_Aim of the exercise_
Produce a word-for-word copy of the data that follows, excluding images.

[Opening Records shown section]

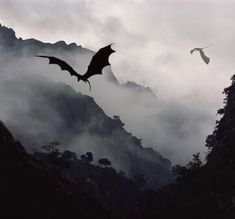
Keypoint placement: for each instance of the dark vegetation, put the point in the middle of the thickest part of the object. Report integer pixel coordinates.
(69, 116)
(206, 191)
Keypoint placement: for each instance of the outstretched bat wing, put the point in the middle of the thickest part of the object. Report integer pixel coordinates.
(63, 65)
(204, 57)
(99, 61)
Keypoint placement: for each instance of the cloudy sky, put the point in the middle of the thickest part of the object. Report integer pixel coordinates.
(152, 39)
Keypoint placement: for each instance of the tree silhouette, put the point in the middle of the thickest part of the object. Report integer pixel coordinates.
(105, 162)
(52, 151)
(87, 158)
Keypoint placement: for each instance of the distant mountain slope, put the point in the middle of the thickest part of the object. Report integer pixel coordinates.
(39, 110)
(57, 112)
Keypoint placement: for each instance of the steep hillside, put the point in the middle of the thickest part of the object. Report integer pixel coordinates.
(207, 191)
(29, 189)
(39, 110)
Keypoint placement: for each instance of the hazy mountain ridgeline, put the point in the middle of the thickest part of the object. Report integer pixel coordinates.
(151, 119)
(31, 189)
(38, 110)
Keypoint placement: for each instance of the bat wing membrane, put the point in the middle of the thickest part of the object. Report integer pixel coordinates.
(99, 61)
(63, 65)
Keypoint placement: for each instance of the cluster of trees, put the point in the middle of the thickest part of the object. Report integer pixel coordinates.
(181, 171)
(55, 156)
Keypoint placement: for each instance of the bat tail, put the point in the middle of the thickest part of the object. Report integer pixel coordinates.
(89, 85)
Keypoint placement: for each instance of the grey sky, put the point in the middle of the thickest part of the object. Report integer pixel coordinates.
(152, 39)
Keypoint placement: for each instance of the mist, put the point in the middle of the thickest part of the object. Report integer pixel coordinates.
(173, 127)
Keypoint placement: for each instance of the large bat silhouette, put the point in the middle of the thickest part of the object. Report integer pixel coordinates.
(98, 62)
(203, 56)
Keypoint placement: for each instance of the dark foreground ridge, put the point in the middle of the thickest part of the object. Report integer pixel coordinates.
(206, 192)
(29, 189)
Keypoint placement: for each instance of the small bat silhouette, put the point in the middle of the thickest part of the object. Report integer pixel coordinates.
(203, 56)
(98, 62)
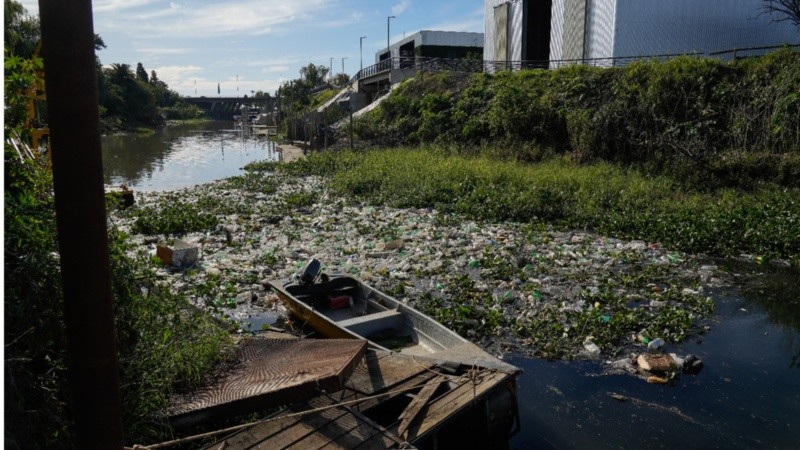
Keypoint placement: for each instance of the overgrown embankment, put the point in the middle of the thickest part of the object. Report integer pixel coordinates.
(601, 197)
(708, 123)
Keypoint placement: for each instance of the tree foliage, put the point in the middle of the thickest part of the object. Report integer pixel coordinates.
(313, 75)
(21, 32)
(700, 119)
(783, 10)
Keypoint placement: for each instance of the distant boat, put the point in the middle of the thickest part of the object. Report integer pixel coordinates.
(344, 307)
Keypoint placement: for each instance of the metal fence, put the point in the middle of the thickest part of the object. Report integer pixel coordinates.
(423, 64)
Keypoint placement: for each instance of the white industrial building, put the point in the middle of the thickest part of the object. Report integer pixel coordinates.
(598, 31)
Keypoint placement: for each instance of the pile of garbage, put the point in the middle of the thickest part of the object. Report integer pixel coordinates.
(657, 366)
(506, 286)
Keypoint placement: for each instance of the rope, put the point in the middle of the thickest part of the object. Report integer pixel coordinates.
(272, 419)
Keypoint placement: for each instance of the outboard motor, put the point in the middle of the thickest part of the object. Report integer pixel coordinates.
(311, 271)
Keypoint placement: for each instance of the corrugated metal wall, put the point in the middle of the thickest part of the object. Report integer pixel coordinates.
(622, 28)
(649, 27)
(513, 31)
(600, 30)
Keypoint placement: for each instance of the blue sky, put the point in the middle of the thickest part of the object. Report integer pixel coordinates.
(204, 42)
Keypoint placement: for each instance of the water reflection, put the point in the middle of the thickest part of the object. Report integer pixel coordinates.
(179, 156)
(747, 396)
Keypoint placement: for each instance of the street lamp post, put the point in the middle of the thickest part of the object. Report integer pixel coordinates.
(361, 51)
(388, 50)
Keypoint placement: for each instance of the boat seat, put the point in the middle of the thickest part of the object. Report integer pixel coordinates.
(375, 322)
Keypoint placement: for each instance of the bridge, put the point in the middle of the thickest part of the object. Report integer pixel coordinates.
(227, 107)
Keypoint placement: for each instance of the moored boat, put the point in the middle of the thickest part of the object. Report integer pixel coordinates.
(341, 306)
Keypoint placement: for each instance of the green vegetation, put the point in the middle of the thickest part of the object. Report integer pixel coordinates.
(164, 343)
(174, 218)
(707, 123)
(619, 202)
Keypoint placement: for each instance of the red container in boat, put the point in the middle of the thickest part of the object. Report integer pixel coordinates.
(340, 301)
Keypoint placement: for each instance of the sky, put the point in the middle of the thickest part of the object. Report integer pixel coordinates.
(251, 45)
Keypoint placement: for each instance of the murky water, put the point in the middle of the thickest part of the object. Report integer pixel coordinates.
(180, 156)
(746, 396)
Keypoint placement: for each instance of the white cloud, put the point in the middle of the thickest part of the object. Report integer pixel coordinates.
(165, 51)
(399, 8)
(248, 17)
(104, 6)
(180, 78)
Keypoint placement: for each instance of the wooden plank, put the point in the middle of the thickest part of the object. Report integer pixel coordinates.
(440, 410)
(271, 373)
(419, 380)
(381, 371)
(304, 433)
(413, 409)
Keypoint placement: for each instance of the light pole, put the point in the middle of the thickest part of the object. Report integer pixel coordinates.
(361, 50)
(388, 50)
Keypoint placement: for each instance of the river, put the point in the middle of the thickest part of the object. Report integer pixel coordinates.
(746, 396)
(181, 155)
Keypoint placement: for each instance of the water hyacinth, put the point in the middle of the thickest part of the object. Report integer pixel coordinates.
(505, 285)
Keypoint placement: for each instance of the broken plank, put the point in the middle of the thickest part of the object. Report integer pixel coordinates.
(380, 371)
(441, 409)
(421, 400)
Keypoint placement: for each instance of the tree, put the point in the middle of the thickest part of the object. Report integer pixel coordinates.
(341, 79)
(141, 73)
(313, 75)
(21, 31)
(782, 10)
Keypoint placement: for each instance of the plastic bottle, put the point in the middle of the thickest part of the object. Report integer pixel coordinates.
(655, 345)
(591, 347)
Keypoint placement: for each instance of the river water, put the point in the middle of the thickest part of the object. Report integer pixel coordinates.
(746, 396)
(182, 155)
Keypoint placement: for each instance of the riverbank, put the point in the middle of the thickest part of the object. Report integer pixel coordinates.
(507, 286)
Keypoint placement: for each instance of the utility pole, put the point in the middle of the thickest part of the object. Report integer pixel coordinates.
(388, 49)
(361, 51)
(68, 52)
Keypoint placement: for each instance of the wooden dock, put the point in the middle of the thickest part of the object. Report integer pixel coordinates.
(290, 153)
(393, 401)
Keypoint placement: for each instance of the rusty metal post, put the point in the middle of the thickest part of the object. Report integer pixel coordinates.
(72, 100)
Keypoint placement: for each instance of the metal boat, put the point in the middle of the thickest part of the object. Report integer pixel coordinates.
(344, 307)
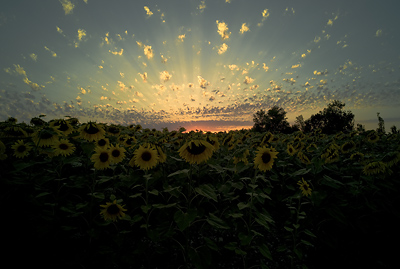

[Closing Records shown section]

_Result for this task_
Keypoint placement: for each instance of the dark vegetation, put the point in the middle of the thickest part of the object. Report integer pixel coordinates.
(69, 116)
(206, 191)
Keypoint placement: for each instance of the outstretched bat wing, put the point in the middle of the thickest part of the object. Report integer pixel coordinates.
(63, 65)
(204, 57)
(99, 61)
Keypoint placement: for each instance of the cloudy sky, put the point in the middle of the thickest part of the object. Report integer pixel coordinates.
(152, 39)
Keypoint placement: for each instance of the tree silhouette, put the point in the middle of the thickest part of the object. Report integer pixel coordinates.
(105, 162)
(52, 151)
(87, 158)
Keypoint placement: for each instance of the distant mountain slope, put the point in the middle of the thickest part of the object. Report integer pixel coordinates.
(39, 110)
(57, 112)
Keypoint placement: for each instance of the steep hillside, put the point in the middle of the thickest part of the object. Report integer pixel coordinates.
(207, 191)
(29, 189)
(39, 110)
Keypoint placement: for each instance of the hazy mountain ridgeline, put the point in the middle of the thickest part of the object. Report integer pixel coordinates.
(151, 119)
(31, 189)
(38, 110)
Keypoint placement: for each instance of the bat wing membrane, put the point in the middle of the thickest part of the object. Report integer pixel coordinates.
(99, 61)
(63, 65)
Keypoint placement: for each instance of the cluster of trees, put the point in the middle of the thickest part of the object. Report integer pixel coordinates.
(181, 171)
(55, 156)
Keypoint placement: for each instance of the bat tail, put the point in the middle of the thickest part of the object. Report integer pixel coordinates.
(89, 85)
Keypoint placement: for each instance of the grey sky, put the point in the middle of the thickest part of the object. Report integer pixel coordinates.
(152, 39)
Keypoint placement: for each instance of the mist, put the point in the middle of the thickest part of the object. Report integer pixel coordinates.
(173, 127)
Keypoint placement: for each instance of the large bat silhouette, put the point in the middle of the thickest part of the object. Report integer pixel coordinates.
(98, 62)
(203, 56)
Keypoint placement: for each instance of the dark foreground ridge, put the point in the middle of the thickest part of the object. Report integer pixel coordinates.
(206, 192)
(29, 189)
Keypoint placement: for each instance of the small bat silhouette, put the point in the middle of the thickest part of the object. Report integer pixel coordinates.
(203, 56)
(98, 62)
Keypoint placement: for each instance of the overgrown embankment, put the point in the middle of the thickest part of the object. Report integer pixel coordinates.
(601, 197)
(708, 123)
Keypoint placement: for each instance of the tree foliage, put the point in the middle of the thickest part of the object. Report integer pixel coordinates.
(313, 75)
(21, 32)
(700, 119)
(783, 10)
Keypoint placement: for each instance of the distant boat, put the point in the middle of the thickest part of the object. Report integer pixel coordinates.
(344, 307)
Keypoint placement: for each instance of the metal fence, put the point in the middle of the thickest part of the object. Report integer pixel coordinates.
(423, 64)
Keypoint placement: for each instance of the white industrial building, put the point in the middle of the thickest part of the object. Report integer pixel coordinates.
(598, 31)
Keypoint placement: for each instance of the pile of garbage, put the point in the middle of the thickest part of the object. Report integer pixel coordinates.
(657, 366)
(506, 286)
Keypoint placement: for each instance of the rope, put the point in the middle of the thickest part of the object. Report integer pixel coordinates.
(272, 419)
Keypoint placement: for each instance of the outboard motor, put the point in the middle of the thickest part of the object. Report integer pixel coordinates.
(311, 271)
Keypoint placement: for each instance of the corrugated metal wall, put the point in the middle of the thickest part of the object. Report integer pixel coordinates.
(622, 28)
(649, 27)
(513, 31)
(600, 30)
Keypoint placement: for each instance of the blue sky, put the point in the middle of the thickest part of the object. Report integer pixel coordinates.
(204, 42)
Keypoint placement: for each instance of the water reflection, put the point in the middle of the thickest part of the object. Report integer pixel coordinates.
(179, 156)
(747, 396)
Keypoint placement: for each instance of the street lamp post, put the point in the middle of the thickest part of the object. Report integer pixel coordinates.
(361, 51)
(388, 50)
Keypoint placement: for each instance of the boat seat, put the point in the middle of the thickest part of the object. Report integer pixel coordinates.
(375, 322)
Keypoint placement: for each instance of the bridge, put the point in the middle of the thickest part of the object. Report integer pixel coordinates.
(227, 107)
Keypoint placement: for each instance of the moored boat, put the point in the middle of the thickest part of the object. Report integer pixel coordinates.
(341, 306)
Keypoint placement: for each instance of the green vegetation, put the point in the middle of the thickest part of the object. Report integer pixel coordinates.
(164, 343)
(174, 218)
(707, 123)
(619, 202)
Keypoint placement: for each instance of the red container in boat, put the point in the middle of the thickest part of the object. Report integer pixel coordinates.
(340, 301)
Keypoint placement: for each instance of the sky, put the point in the middle of the thickest part of the object. Report integer pixel coordinates.
(251, 45)
Keypoint placement: for each instance of the murky water, put the point in the middle of the thickest part of the object. Report integer pixel coordinates.
(180, 156)
(746, 396)
Keypoint placement: for each instance of the white cloud, put the point in the middle of the thickest part of the object. Report integer pixel coordinates.
(165, 51)
(399, 8)
(248, 17)
(104, 6)
(180, 78)
Keypoint placement: for each instance of the wooden plank, put the point in the middle of the thickest part of the object. Report integer pixel coordinates.
(440, 410)
(271, 373)
(419, 380)
(381, 371)
(304, 433)
(413, 409)
Keypoint placement: for each instance of the light pole, put the point in the middle of the thickest part of the object. Report integer pixel coordinates.
(361, 50)
(388, 50)
Keypoint placement: for each instance of the river, put the point in the middle of the thickest part of the object. Report integer pixel coordinates.
(746, 396)
(181, 155)
Keypoint placement: for each instance of the water hyacinth, put the point in the middle of the thickest part of the object. Report integer pixel coordinates.
(505, 285)
Keypoint placement: for each instance of the broken plank, put the point in the middle of the thickest part of the object. Report integer pixel coordinates.
(380, 371)
(441, 409)
(421, 400)
Keypoint placement: for each instance of the tree, put the point in the middle of the thickest part of the object. Report integer pixel coordinates.
(341, 79)
(141, 73)
(313, 75)
(21, 31)
(782, 10)
Keypoint placement: for each instance of the plastic bottle, put the point in the middle of the thickest part of the object. Report integer pixel coordinates.
(655, 345)
(591, 347)
Keypoint placement: for each instance of the river water, put the point in the middle of the thickest part of the object. Report integer pixel coordinates.
(746, 396)
(182, 155)
Keypoint placement: for each instance of the riverbank, put the point in the middle of the thickest part of the object. Report integer pixel coordinates.
(507, 286)
Keypoint placement: for each instance of the utility pole, put the point in the middle of the thickest part of the object. Report integer pixel coordinates.
(388, 49)
(361, 51)
(68, 52)
Keypoint placement: for each instance of the wooden dock, put the point in the middle of the thickest part of the object. Report integer pixel coordinates.
(290, 153)
(393, 401)
Keypoint placement: for each instance of the rusty metal post, put the point in the middle of the thickest part of the object. Report integer pixel coordinates.
(72, 100)
Keypoint placement: for each instance of the metal boat, put the point in the middle of the thickest part of the object. Report integer pixel coordinates.
(344, 307)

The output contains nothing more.